* Start Dataset records *

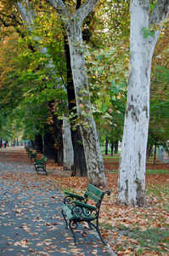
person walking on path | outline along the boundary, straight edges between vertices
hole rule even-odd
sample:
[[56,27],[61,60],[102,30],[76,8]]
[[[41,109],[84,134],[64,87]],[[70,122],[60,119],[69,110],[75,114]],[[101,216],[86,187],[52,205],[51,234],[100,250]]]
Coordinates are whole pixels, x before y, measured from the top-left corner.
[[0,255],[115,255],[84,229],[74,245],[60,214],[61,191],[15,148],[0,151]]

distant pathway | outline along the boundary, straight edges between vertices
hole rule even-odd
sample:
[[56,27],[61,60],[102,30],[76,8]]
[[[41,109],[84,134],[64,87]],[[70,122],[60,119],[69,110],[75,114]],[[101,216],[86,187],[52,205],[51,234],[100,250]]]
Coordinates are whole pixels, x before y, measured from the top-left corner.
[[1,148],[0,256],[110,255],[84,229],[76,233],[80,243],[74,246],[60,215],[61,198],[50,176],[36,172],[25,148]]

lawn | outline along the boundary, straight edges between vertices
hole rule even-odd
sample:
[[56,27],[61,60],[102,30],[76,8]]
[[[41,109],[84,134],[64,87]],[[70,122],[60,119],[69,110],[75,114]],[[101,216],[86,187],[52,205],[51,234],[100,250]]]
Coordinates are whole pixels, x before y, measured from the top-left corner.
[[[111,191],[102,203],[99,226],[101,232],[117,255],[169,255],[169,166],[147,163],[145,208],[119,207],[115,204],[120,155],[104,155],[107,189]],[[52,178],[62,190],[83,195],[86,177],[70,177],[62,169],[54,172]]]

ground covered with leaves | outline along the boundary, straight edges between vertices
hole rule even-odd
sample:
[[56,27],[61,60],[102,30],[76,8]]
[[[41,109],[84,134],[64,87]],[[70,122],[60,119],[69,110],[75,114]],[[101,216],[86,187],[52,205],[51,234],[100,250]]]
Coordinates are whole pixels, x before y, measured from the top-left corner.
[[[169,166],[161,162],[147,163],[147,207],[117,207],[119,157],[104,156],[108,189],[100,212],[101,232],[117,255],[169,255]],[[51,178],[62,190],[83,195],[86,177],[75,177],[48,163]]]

* End Dataset records *

— Problem to solve —
Reproduce all of the entries above line for line without any change, omitting the pictures.

— Exercise result —
person walking on path | outline along the boundary, straight edges between vertices
hole rule even-odd
sample:
[[56,27],[61,60],[102,30],[76,8]]
[[[41,109],[84,134],[64,87]],[[70,122],[60,119],[69,110],[75,114]],[[101,216],[86,187],[52,205],[51,234],[100,250]]]
Coordinates are whole pixels, x before y, measured from the top-left corner.
[[0,255],[115,255],[84,229],[74,245],[60,214],[61,191],[15,148],[0,151]]

distant pathway | outline along the boundary, straight edges between vertices
hole rule even-odd
sample:
[[56,27],[61,60],[102,30],[76,8]]
[[[41,109],[84,134],[64,87]],[[70,122],[60,119],[69,110],[75,114]],[[101,216],[86,187],[52,205],[51,234],[100,250]]]
Coordinates are whole pixels, x before y, measured from the top-left corner.
[[1,148],[0,256],[110,255],[84,229],[76,233],[80,243],[74,246],[60,215],[61,198],[50,176],[36,172],[25,148]]

lawn | outline along the boundary, straight edges between vertices
hole rule even-odd
sample:
[[56,27],[61,60],[102,30],[76,8]]
[[[41,109],[84,134],[64,87]],[[70,122],[60,119],[69,110],[75,114]],[[101,216],[86,187],[52,205],[51,234],[100,250]]]
Coordinates are whole pixels, x before y, measured from the top-left corner.
[[[111,191],[102,203],[99,226],[101,232],[117,255],[169,255],[169,166],[147,163],[145,208],[119,207],[115,204],[120,155],[104,155],[107,189]],[[52,178],[62,190],[83,195],[86,177],[70,177],[62,169],[54,172]]]

ground covered with leaves | outline along the boundary, straight edges between vertices
hole rule even-odd
sample:
[[56,27],[61,60],[102,30],[76,8]]
[[[41,109],[84,134],[64,87]],[[70,122],[60,119],[69,110],[75,114]],[[101,216],[86,187],[52,205],[51,234],[100,250]]]
Coordinates are whole pixels, x before y, measured from the top-left corner.
[[[169,166],[161,162],[147,163],[147,207],[117,207],[119,157],[104,156],[108,189],[100,212],[101,232],[117,255],[169,255]],[[51,178],[62,190],[83,195],[86,177],[75,177],[48,163]]]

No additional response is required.